• [Challenge]: In every one of the records below, switch "put a dot per instance" to "place one point for each instance" and write the records out again with nothing else changed, leaving out the pictures.

-- Start of Data records --

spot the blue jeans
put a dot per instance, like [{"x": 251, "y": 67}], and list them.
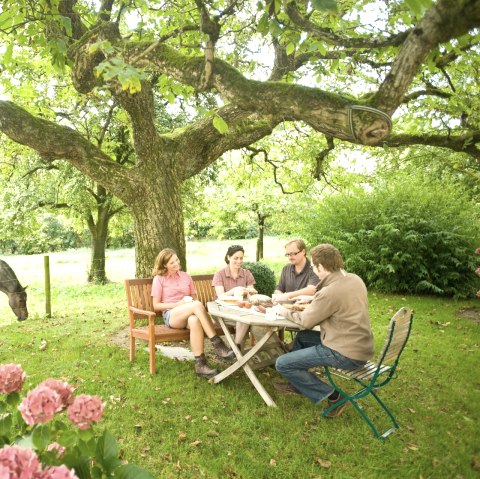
[{"x": 309, "y": 352}]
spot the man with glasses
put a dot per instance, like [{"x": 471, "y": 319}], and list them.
[
  {"x": 345, "y": 340},
  {"x": 297, "y": 278}
]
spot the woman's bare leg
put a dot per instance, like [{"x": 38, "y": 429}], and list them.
[
  {"x": 180, "y": 314},
  {"x": 197, "y": 335}
]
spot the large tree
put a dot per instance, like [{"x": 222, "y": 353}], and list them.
[{"x": 363, "y": 61}]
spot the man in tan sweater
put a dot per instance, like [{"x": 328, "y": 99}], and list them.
[{"x": 345, "y": 341}]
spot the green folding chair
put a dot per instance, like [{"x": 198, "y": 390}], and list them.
[{"x": 373, "y": 376}]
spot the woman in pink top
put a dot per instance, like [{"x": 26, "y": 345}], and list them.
[
  {"x": 174, "y": 296},
  {"x": 233, "y": 279}
]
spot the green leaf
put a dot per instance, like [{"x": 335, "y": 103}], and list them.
[
  {"x": 41, "y": 436},
  {"x": 67, "y": 25},
  {"x": 13, "y": 399},
  {"x": 25, "y": 442},
  {"x": 220, "y": 124},
  {"x": 5, "y": 424},
  {"x": 415, "y": 7},
  {"x": 324, "y": 5},
  {"x": 131, "y": 471},
  {"x": 107, "y": 448},
  {"x": 7, "y": 56},
  {"x": 275, "y": 28}
]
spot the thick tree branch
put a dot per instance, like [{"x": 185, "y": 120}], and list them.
[
  {"x": 468, "y": 143},
  {"x": 445, "y": 20},
  {"x": 57, "y": 142}
]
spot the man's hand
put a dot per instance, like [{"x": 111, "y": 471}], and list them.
[{"x": 303, "y": 299}]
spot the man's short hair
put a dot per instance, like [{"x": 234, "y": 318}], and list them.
[
  {"x": 328, "y": 256},
  {"x": 299, "y": 243}
]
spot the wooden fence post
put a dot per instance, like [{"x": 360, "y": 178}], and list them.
[{"x": 48, "y": 298}]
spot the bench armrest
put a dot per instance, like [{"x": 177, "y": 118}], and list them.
[{"x": 142, "y": 312}]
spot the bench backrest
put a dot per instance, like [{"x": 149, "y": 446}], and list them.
[
  {"x": 139, "y": 291},
  {"x": 397, "y": 337}
]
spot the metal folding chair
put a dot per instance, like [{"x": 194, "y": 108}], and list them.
[{"x": 374, "y": 375}]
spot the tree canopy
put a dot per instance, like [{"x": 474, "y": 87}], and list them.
[{"x": 373, "y": 73}]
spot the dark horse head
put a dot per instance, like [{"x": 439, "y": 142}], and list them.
[{"x": 17, "y": 297}]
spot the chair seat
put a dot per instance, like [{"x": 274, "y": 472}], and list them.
[
  {"x": 164, "y": 333},
  {"x": 372, "y": 376},
  {"x": 362, "y": 373}
]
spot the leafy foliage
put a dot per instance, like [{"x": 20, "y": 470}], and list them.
[
  {"x": 407, "y": 235},
  {"x": 264, "y": 277}
]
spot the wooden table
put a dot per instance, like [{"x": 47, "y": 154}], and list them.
[{"x": 263, "y": 353}]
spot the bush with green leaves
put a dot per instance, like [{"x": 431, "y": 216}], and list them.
[
  {"x": 407, "y": 235},
  {"x": 264, "y": 277}
]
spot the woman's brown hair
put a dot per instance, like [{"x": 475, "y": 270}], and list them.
[
  {"x": 160, "y": 266},
  {"x": 328, "y": 256}
]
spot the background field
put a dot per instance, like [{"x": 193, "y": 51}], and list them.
[{"x": 179, "y": 426}]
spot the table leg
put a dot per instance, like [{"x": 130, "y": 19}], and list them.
[{"x": 242, "y": 361}]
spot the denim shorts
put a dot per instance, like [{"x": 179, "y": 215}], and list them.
[{"x": 166, "y": 317}]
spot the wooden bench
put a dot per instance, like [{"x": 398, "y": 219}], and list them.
[
  {"x": 374, "y": 375},
  {"x": 140, "y": 310}
]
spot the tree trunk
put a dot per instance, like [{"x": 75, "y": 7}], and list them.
[
  {"x": 99, "y": 233},
  {"x": 158, "y": 217},
  {"x": 261, "y": 229},
  {"x": 97, "y": 273}
]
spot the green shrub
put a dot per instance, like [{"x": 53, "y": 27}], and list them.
[
  {"x": 264, "y": 277},
  {"x": 407, "y": 235}
]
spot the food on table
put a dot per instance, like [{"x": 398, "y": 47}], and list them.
[
  {"x": 261, "y": 299},
  {"x": 295, "y": 307}
]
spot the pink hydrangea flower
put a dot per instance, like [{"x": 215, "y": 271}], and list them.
[
  {"x": 40, "y": 405},
  {"x": 18, "y": 463},
  {"x": 58, "y": 448},
  {"x": 62, "y": 388},
  {"x": 12, "y": 377},
  {"x": 85, "y": 410},
  {"x": 58, "y": 472}
]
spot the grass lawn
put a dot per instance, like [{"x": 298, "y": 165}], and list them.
[{"x": 179, "y": 426}]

-- End of Data records --

• [Finished exercise]:
spot the blue jeans
place one point for each instance, like [{"x": 251, "y": 67}], and list them.
[{"x": 309, "y": 352}]
spot the man with glasses
place one point for each instance, like [{"x": 471, "y": 319}], and list them.
[
  {"x": 345, "y": 340},
  {"x": 297, "y": 278}
]
spot the woman's bare leg
place one point for each instance, like [{"x": 38, "y": 429}], and list them.
[
  {"x": 180, "y": 314},
  {"x": 197, "y": 335}
]
spot the large tree
place one point for each instance, like [{"x": 222, "y": 353}], and list them.
[{"x": 363, "y": 61}]
spot the man in tan sweater
place one point for each instance, like [{"x": 328, "y": 99}], and list them.
[{"x": 345, "y": 341}]
spot the green folding chair
place one point for each instance, like [{"x": 198, "y": 390}], and list them.
[{"x": 373, "y": 376}]
spot the woman in pink top
place one point for each instance, like [{"x": 26, "y": 345}], and list them.
[
  {"x": 174, "y": 296},
  {"x": 233, "y": 279}
]
spot the green leaf
place one point for each instance, like [{"x": 335, "y": 103}], and list them.
[
  {"x": 41, "y": 436},
  {"x": 67, "y": 25},
  {"x": 13, "y": 399},
  {"x": 25, "y": 442},
  {"x": 220, "y": 124},
  {"x": 5, "y": 424},
  {"x": 415, "y": 7},
  {"x": 324, "y": 5},
  {"x": 131, "y": 471},
  {"x": 107, "y": 448},
  {"x": 7, "y": 56},
  {"x": 275, "y": 28}
]
spot the thick tree branch
place one point for each instance, like [{"x": 185, "y": 120}], and list them.
[
  {"x": 468, "y": 143},
  {"x": 445, "y": 20},
  {"x": 57, "y": 142}
]
spot the man's hand
place one point for each instance, like [{"x": 111, "y": 471}], and list them.
[{"x": 303, "y": 299}]
spot the man's short hair
place one point for each instance, like [{"x": 234, "y": 318}], and list them.
[
  {"x": 328, "y": 256},
  {"x": 299, "y": 243}
]
spot the wooden fence post
place one point for each instance, like [{"x": 360, "y": 178}], and list them.
[{"x": 48, "y": 298}]
spot the bench armrest
place one point for each instance, like [{"x": 177, "y": 118}], and list them.
[{"x": 142, "y": 312}]
spot the bench backrest
place one point for each instance, like [{"x": 149, "y": 446}], and list them.
[
  {"x": 139, "y": 291},
  {"x": 397, "y": 337}
]
spot the metal folding chair
place one point for each instance, like [{"x": 194, "y": 108}], and list them.
[{"x": 374, "y": 375}]
spot the tree canopy
place one point for each instance, like [{"x": 474, "y": 87}], and list them.
[{"x": 373, "y": 73}]
spot the dark horse head
place one point for each instance, like [{"x": 439, "y": 142}], and list them.
[{"x": 17, "y": 297}]
spot the chair seat
place one point for each instance, like [{"x": 274, "y": 472}], and list them.
[
  {"x": 164, "y": 333},
  {"x": 372, "y": 376},
  {"x": 362, "y": 373}
]
spot the leafy foliage
place one point for each instance, like [{"x": 20, "y": 470}], and list them.
[
  {"x": 407, "y": 235},
  {"x": 264, "y": 277}
]
spot the wooden table
place one point for each instance, like [{"x": 47, "y": 154}], and list them.
[{"x": 263, "y": 353}]
spot the bush with green leaves
place one point for each instance, like [{"x": 431, "y": 216}], and list them.
[
  {"x": 407, "y": 235},
  {"x": 264, "y": 277}
]
spot the woman's brown hair
place one point for each instance, like [{"x": 475, "y": 270}], and list them.
[
  {"x": 160, "y": 266},
  {"x": 328, "y": 256}
]
spot the background field
place one point for each instance, like [{"x": 193, "y": 51}], and list them.
[{"x": 179, "y": 426}]
spot the table leg
place one point for each instance, like [{"x": 130, "y": 19}], and list them.
[{"x": 242, "y": 361}]
spot the denim shorts
place one point for each instance, like [{"x": 179, "y": 215}], and list them.
[{"x": 166, "y": 317}]
spot the wooden bench
place one point for each instance, like [{"x": 398, "y": 219}], and list them.
[
  {"x": 374, "y": 375},
  {"x": 140, "y": 310}
]
spot the tree trunk
place one point for each instance, like [{"x": 75, "y": 7}], and list them.
[
  {"x": 99, "y": 233},
  {"x": 158, "y": 217},
  {"x": 261, "y": 229},
  {"x": 97, "y": 273}
]
spot the green shrub
place one point for each instance, like [{"x": 53, "y": 27}], and list them.
[
  {"x": 264, "y": 277},
  {"x": 407, "y": 235}
]
spot the food on table
place one point for each instance, like [{"x": 398, "y": 47}], and list them.
[
  {"x": 261, "y": 299},
  {"x": 295, "y": 307}
]
spot the pink hydrangea flower
place one point for each instance, like [{"x": 215, "y": 271}], and list them.
[
  {"x": 40, "y": 405},
  {"x": 18, "y": 463},
  {"x": 58, "y": 448},
  {"x": 62, "y": 388},
  {"x": 12, "y": 377},
  {"x": 85, "y": 410},
  {"x": 58, "y": 472}
]
spot the grass lawn
place one point for each instance, like [{"x": 298, "y": 165}], and list them.
[{"x": 179, "y": 426}]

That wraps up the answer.